*WORK INSTRUCTION*: Every line below from the one containing "Target: man's arm" through the one containing "One point goes on each instance of the solar panel, as" must be transcribed exactly. Omit all lines outside that stretch.

** INPUT FOR THIS TASK follows **

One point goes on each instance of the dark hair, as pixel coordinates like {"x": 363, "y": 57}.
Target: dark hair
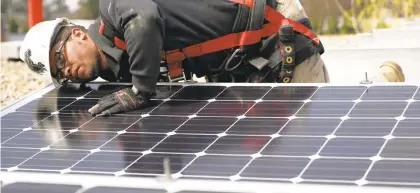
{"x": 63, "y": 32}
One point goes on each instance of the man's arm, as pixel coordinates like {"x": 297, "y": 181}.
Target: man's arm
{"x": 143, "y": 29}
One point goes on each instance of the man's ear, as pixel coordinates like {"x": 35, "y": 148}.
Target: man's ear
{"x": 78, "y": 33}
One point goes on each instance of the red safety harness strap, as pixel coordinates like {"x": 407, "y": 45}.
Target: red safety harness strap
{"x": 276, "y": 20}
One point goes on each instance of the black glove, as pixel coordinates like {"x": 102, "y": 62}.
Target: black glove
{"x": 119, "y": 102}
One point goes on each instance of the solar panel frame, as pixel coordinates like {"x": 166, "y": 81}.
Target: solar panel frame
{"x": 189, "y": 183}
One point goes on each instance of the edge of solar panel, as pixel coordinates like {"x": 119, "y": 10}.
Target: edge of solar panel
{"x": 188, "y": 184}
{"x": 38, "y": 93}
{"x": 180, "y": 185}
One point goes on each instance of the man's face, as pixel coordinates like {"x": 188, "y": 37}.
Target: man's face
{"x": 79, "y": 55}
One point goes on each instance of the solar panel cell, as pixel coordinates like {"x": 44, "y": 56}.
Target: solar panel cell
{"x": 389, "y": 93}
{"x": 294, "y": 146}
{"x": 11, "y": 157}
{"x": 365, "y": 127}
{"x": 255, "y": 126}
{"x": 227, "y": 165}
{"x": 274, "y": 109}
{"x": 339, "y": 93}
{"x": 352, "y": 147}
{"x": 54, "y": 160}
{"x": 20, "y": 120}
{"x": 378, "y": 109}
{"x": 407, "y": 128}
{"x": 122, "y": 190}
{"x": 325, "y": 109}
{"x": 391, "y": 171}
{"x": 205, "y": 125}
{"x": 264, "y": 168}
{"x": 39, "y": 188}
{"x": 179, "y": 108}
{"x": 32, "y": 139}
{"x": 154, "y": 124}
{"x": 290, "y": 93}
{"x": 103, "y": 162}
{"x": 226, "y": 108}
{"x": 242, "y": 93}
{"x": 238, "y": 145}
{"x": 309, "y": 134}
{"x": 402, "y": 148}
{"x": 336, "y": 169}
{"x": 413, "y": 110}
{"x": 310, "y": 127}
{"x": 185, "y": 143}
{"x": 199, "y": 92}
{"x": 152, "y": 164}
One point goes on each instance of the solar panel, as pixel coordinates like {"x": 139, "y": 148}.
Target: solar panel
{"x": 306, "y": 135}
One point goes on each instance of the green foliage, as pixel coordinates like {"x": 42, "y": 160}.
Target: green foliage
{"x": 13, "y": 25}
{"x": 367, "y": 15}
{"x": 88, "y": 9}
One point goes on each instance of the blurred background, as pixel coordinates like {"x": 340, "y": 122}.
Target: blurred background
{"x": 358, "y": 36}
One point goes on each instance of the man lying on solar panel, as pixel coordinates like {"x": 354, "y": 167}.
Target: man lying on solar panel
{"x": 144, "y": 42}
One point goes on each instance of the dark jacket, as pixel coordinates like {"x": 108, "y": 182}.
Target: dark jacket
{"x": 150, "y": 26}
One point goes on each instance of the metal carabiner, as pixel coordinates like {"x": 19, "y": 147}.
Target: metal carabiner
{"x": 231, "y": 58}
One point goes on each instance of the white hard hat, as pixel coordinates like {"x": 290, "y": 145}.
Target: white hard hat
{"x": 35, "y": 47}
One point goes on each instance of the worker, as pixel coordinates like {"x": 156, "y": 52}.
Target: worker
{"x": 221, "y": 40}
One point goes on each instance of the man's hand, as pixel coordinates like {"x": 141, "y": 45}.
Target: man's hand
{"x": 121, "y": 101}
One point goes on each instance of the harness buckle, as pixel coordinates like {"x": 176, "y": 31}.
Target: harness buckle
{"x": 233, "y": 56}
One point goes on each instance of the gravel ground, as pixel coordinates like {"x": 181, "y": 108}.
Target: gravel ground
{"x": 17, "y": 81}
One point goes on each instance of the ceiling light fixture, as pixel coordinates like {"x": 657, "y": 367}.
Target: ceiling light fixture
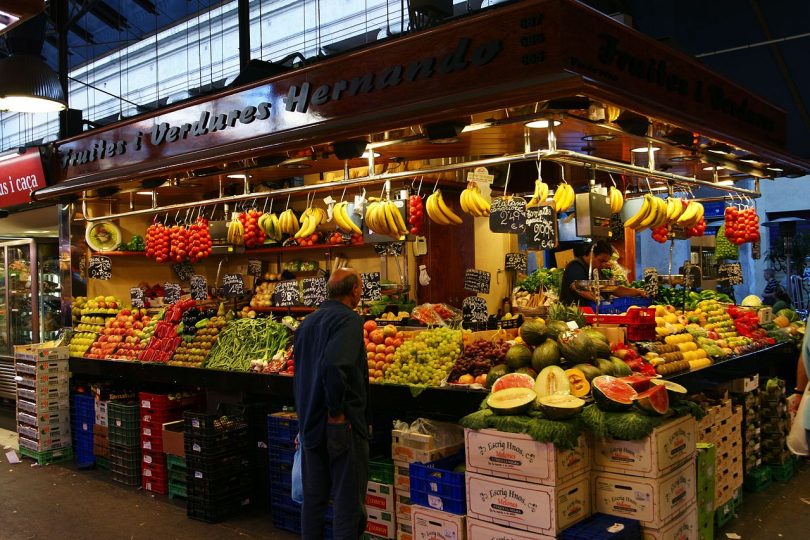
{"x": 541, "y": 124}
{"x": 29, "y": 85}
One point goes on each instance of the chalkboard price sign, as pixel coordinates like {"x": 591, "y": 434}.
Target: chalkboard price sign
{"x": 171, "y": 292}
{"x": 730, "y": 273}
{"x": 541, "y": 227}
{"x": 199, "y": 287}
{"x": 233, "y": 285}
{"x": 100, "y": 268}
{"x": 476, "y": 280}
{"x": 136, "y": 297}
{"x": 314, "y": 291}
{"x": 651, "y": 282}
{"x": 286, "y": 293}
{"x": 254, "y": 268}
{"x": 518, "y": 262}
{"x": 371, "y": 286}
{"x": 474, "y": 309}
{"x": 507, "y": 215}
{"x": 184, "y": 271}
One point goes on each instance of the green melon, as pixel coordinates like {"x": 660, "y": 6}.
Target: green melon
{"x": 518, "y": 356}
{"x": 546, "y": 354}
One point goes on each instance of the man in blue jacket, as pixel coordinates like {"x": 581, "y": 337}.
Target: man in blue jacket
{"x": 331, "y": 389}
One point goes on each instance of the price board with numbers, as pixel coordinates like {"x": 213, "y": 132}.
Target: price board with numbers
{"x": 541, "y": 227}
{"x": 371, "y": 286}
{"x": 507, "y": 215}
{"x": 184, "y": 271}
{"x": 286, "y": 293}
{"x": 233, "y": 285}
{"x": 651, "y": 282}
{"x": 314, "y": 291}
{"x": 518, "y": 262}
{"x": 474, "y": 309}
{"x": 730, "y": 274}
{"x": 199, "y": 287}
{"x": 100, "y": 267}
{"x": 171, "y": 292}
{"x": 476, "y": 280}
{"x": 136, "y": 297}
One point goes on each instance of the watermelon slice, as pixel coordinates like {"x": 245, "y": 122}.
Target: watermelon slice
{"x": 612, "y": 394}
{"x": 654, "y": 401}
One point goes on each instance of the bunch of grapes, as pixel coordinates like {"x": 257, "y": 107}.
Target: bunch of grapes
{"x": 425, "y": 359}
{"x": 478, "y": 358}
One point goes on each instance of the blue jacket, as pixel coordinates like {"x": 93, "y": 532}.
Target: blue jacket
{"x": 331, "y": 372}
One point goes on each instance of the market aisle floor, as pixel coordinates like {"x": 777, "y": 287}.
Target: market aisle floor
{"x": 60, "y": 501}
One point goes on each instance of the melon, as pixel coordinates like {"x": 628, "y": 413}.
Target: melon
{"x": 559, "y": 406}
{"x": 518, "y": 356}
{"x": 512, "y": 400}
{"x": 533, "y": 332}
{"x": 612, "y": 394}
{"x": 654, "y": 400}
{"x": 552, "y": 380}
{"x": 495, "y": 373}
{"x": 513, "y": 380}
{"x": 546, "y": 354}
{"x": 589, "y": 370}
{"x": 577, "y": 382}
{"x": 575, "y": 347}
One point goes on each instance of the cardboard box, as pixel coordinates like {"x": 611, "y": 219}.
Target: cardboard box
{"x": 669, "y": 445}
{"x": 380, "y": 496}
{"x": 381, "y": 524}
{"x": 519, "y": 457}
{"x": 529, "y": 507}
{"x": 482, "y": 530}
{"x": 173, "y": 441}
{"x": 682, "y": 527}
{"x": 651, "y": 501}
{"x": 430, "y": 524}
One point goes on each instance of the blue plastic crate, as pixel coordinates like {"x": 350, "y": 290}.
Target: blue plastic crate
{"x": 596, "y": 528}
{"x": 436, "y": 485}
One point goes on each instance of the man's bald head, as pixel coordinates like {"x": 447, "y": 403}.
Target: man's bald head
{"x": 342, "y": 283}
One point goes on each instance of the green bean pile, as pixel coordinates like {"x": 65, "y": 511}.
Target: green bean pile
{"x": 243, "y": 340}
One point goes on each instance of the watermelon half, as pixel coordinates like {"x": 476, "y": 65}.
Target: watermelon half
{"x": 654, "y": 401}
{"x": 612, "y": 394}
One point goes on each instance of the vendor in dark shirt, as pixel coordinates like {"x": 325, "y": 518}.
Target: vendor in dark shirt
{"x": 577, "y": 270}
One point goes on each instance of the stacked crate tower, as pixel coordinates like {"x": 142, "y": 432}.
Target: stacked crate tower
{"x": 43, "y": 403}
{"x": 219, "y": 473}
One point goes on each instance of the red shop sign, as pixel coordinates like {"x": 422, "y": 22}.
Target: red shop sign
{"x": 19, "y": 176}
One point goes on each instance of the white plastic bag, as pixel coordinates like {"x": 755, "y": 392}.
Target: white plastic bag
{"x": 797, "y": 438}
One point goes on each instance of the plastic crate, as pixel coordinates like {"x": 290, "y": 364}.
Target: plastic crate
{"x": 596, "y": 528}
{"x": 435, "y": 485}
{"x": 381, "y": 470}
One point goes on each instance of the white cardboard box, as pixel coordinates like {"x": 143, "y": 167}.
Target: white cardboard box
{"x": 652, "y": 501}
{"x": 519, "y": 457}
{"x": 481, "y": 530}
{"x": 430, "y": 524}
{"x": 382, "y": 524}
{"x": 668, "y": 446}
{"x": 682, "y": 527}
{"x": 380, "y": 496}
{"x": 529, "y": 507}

** End of INPUT FOR THIS TASK **
** INPUT FOR THIS TASK follows **

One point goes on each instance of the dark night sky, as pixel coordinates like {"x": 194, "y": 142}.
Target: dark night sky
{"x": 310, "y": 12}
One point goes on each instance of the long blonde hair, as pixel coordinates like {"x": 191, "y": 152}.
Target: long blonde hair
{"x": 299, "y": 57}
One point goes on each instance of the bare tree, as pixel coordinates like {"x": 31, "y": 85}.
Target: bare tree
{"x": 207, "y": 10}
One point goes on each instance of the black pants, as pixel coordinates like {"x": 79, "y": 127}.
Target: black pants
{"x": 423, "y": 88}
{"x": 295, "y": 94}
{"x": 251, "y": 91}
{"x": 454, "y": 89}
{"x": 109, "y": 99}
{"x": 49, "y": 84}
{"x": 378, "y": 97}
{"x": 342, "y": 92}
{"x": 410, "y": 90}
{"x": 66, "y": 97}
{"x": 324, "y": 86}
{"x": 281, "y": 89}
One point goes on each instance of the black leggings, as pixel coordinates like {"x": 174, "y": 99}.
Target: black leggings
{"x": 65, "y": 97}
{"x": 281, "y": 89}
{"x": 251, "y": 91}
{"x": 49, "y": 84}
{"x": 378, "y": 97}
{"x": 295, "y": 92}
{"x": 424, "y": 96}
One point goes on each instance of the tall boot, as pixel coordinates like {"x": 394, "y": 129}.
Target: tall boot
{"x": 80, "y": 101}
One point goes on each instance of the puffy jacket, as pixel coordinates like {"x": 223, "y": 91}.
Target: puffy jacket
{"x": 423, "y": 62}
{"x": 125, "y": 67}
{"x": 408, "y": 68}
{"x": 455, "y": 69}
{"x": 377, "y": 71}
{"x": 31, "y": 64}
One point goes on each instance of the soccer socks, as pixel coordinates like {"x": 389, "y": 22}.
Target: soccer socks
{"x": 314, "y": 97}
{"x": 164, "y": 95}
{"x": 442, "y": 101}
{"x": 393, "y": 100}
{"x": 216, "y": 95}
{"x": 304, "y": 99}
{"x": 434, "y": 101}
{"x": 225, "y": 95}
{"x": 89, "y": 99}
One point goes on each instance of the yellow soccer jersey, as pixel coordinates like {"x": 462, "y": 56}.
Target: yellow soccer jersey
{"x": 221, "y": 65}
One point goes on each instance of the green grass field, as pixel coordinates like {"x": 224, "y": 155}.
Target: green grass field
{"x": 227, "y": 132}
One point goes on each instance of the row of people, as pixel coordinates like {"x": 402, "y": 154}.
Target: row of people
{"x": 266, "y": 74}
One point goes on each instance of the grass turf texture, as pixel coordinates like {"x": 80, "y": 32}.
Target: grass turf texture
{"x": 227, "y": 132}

** End of INPUT FOR THIS TASK **

*FINAL ANSWER*:
Target: man's arm
{"x": 143, "y": 29}
One point goes on each instance of the man's ear, as pixel coordinates like {"x": 35, "y": 148}.
Target: man's ear
{"x": 78, "y": 33}
One point goes on each instance of the red safety harness strap, as pixel coordinates like {"x": 407, "y": 45}.
Target: red safety harness strap
{"x": 276, "y": 20}
One point goes on each instance of the black glove, as pixel coordinates like {"x": 102, "y": 62}.
Target: black glove
{"x": 119, "y": 102}
One point goes on each instance of the solar panel frame, as pixel coordinates like {"x": 166, "y": 81}.
Target: solar panel frame
{"x": 189, "y": 183}
One point goes on each instance of the edge of solar panel, as pixel coordinates like {"x": 119, "y": 10}.
Target: edge of solar panel
{"x": 188, "y": 184}
{"x": 38, "y": 93}
{"x": 180, "y": 185}
One point goes on each instance of the man's face, as pixel coordinates like {"x": 188, "y": 37}.
Target: man's face
{"x": 79, "y": 55}
One point goes on each instance of the solar panel cell, as pixel coordinates like {"x": 44, "y": 56}.
Target: solar panel cell
{"x": 389, "y": 93}
{"x": 294, "y": 146}
{"x": 11, "y": 157}
{"x": 365, "y": 127}
{"x": 255, "y": 126}
{"x": 227, "y": 165}
{"x": 274, "y": 109}
{"x": 339, "y": 93}
{"x": 352, "y": 147}
{"x": 54, "y": 160}
{"x": 20, "y": 120}
{"x": 378, "y": 109}
{"x": 407, "y": 128}
{"x": 122, "y": 190}
{"x": 325, "y": 109}
{"x": 391, "y": 171}
{"x": 205, "y": 125}
{"x": 264, "y": 168}
{"x": 39, "y": 188}
{"x": 179, "y": 108}
{"x": 32, "y": 139}
{"x": 154, "y": 124}
{"x": 290, "y": 93}
{"x": 103, "y": 162}
{"x": 226, "y": 108}
{"x": 242, "y": 93}
{"x": 238, "y": 145}
{"x": 309, "y": 134}
{"x": 402, "y": 148}
{"x": 336, "y": 169}
{"x": 413, "y": 110}
{"x": 310, "y": 127}
{"x": 185, "y": 143}
{"x": 199, "y": 92}
{"x": 152, "y": 164}
One point goes on each instance of the solar panel, as pixel coordinates like {"x": 139, "y": 148}.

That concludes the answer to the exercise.